---------- Source excerpt

Some of my best journaling experiences are when on vacation or camping. Being outdoors is very refreshing. Schedule journaling time and be consistent. You can journal anywhere. ~ Patti Oskvarek, Leadership and Work-Life Balance Coach
(Patti) What do you need for journaling?
Pen and Paper or
A notebook or journal or
There are journal apps or
Journaling Prompts on Pinterest, Writing Coaches Websites, etc.
(Angela) Tip: You can choose a time of day that suits your journal’s focus and the best way to maximize your consciousness.
(Angela) The morning is good for setting your intent and energy for the day.
(Angela) The night before sleep is good for reviewing problems, patterns, and whether you achieved your goal for the day, or if you set an intention for your relationships to be calm in the morning, in the evening, you can review – How did this go?
(Angela) I sometimes set myself a journal exercise, for example at noon to review my feelings, so I set the alarm and check in with my feelings at noon and write.
(Angela) What time of day do you naturally feel like looking inward? If you don’t have a habit of looking inward, you can start by setting a time to focus on one question. Write on it – and then after one week of journaling, ask yourself, was this the best time for me to journal? If not, ask yourself what a better time to journal is. Sometimes we create obstacles to journaling because you’re trying to write at the wrong time of day that is the best time of day to connect with yourself and your intuition. I have clients who have resistance to journaling, and sometimes it’s because they are writing at the wrong time of the day or week.

--------------------
---------- Record set

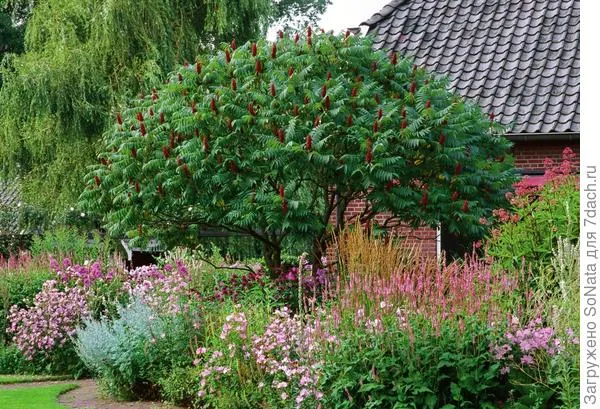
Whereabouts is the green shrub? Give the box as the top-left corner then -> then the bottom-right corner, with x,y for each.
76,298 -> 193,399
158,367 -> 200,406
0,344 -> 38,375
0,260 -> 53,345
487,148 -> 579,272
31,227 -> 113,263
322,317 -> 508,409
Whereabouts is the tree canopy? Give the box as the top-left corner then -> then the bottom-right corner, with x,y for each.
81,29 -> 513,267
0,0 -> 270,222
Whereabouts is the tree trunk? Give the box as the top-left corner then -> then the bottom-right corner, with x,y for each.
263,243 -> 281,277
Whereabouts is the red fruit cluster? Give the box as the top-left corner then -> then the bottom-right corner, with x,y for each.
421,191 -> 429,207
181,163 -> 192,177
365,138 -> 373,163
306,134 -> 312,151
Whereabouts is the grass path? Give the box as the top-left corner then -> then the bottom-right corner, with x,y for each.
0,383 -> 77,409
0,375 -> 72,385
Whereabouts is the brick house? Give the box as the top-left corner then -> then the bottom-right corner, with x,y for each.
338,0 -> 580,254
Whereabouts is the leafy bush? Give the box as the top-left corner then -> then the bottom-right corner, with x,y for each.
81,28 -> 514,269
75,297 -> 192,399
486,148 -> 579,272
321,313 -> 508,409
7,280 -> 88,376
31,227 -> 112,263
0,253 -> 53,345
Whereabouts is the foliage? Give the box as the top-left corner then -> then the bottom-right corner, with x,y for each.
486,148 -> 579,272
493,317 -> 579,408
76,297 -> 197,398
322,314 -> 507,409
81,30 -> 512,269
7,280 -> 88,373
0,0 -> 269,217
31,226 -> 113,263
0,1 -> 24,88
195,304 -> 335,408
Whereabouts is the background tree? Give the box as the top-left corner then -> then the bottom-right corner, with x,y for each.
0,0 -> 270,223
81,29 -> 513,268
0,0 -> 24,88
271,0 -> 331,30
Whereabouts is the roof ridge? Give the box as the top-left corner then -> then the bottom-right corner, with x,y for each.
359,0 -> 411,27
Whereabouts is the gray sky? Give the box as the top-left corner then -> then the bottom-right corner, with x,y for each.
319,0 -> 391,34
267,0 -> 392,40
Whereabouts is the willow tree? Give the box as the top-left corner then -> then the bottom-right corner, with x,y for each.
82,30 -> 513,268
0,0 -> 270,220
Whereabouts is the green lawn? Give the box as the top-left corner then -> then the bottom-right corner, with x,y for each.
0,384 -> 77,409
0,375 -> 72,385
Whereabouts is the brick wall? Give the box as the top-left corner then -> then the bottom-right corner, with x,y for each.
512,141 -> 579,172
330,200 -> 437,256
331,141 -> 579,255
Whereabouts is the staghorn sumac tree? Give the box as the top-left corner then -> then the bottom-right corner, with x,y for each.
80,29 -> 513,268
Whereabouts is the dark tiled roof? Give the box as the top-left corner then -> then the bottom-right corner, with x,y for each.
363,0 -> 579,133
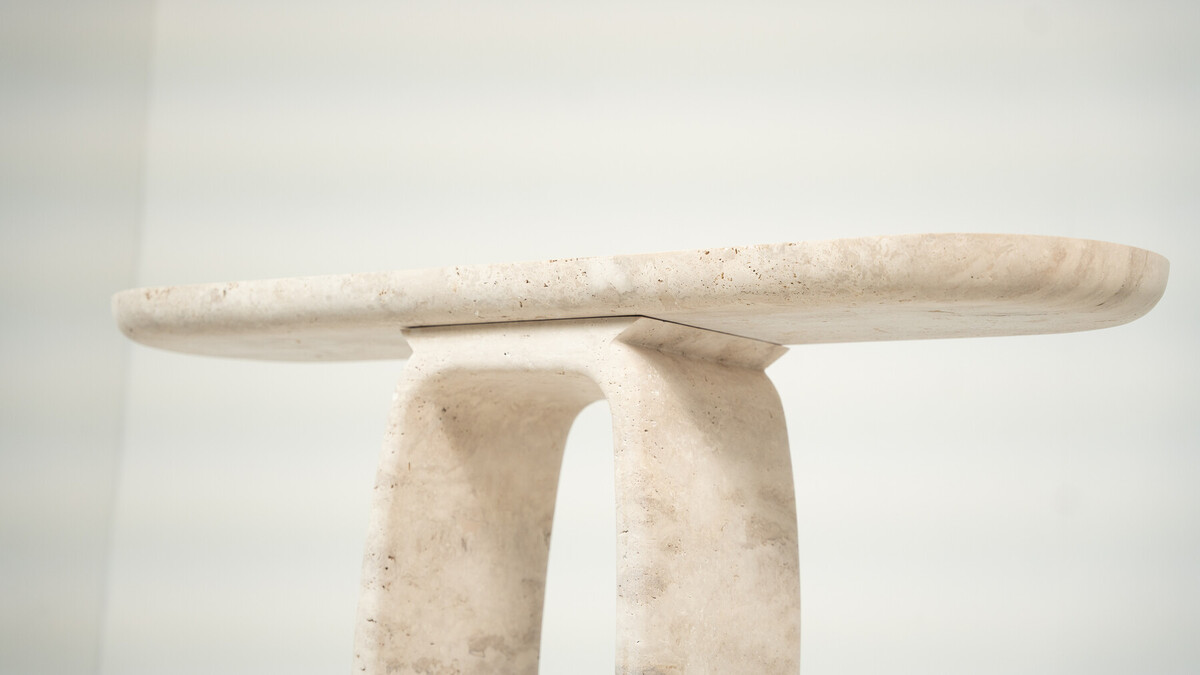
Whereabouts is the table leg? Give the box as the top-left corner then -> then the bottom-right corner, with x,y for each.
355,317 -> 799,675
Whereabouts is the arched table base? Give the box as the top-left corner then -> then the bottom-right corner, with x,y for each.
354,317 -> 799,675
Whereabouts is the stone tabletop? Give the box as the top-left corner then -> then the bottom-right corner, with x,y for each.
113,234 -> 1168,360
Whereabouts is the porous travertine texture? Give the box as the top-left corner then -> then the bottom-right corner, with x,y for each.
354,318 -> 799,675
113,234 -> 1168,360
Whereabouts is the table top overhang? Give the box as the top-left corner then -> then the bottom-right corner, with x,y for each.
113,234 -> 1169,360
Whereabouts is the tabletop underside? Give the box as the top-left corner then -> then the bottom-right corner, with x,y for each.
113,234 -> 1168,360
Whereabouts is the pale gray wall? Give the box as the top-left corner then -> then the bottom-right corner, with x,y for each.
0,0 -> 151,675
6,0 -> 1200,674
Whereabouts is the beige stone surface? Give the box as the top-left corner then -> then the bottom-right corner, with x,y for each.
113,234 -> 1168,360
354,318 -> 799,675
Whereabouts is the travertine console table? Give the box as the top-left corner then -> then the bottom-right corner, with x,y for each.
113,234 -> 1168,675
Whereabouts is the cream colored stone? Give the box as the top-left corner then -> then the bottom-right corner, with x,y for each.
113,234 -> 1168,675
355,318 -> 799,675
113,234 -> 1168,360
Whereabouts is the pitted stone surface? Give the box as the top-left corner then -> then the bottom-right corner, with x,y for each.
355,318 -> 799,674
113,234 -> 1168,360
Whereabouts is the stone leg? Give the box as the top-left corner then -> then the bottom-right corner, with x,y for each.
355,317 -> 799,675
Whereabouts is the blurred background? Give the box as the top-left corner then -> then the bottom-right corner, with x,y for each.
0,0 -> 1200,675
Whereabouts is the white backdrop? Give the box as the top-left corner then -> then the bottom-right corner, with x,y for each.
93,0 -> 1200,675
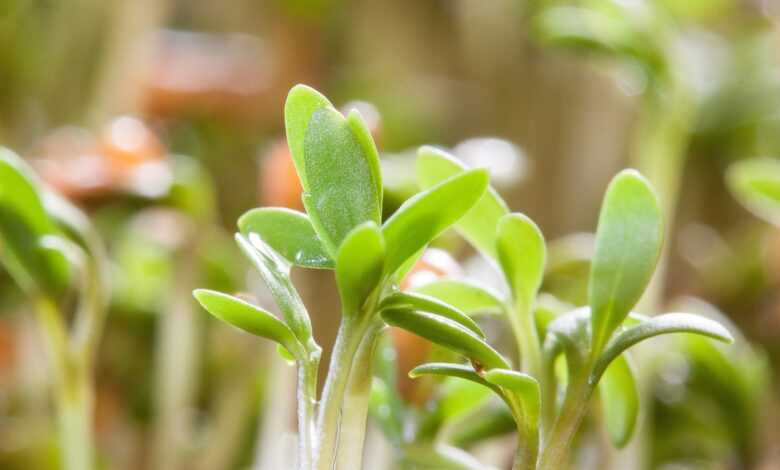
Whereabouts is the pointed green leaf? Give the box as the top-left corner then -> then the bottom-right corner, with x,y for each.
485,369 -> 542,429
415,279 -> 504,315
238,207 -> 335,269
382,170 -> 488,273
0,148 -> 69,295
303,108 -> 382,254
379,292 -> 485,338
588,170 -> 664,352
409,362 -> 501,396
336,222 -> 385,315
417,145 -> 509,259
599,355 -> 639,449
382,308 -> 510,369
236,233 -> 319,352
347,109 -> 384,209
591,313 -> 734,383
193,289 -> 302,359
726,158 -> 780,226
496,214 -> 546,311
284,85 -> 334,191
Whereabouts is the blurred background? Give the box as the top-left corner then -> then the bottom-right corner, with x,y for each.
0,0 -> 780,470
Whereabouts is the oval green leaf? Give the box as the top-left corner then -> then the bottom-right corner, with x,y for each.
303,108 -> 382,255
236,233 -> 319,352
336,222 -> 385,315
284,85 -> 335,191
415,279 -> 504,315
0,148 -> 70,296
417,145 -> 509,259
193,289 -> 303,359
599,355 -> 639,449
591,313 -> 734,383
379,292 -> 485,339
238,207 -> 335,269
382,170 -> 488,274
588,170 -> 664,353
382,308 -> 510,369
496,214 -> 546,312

--------------------

■ **Written exercise A**
From the journaling excerpt, extract the passage from "Some of my best" to "Coaches Websites, etc.".
■ **Written exercise B**
List every item the journaling excerpt gives in answer to "What do you need for journaling?"

■ **Task response A**
Some of my best journaling experiences are when on vacation or camping. Being outdoors is very refreshing. Schedule journaling time and be consistent. You can journal anywhere. ~ Patti Oskvarek, Leadership and Work-Life Balance Coach
(Patti) What do you need for journaling?
Pen and Paper or
A notebook or journal or
There are journal apps or
Journaling Prompts on Pinterest, Writing Coaches Websites, etc.

■ **Task response B**
- Pen and paper
- A notebook or journal
- Journal apps
- Journaling prompts on Pinterest, writing coaches websites, etc.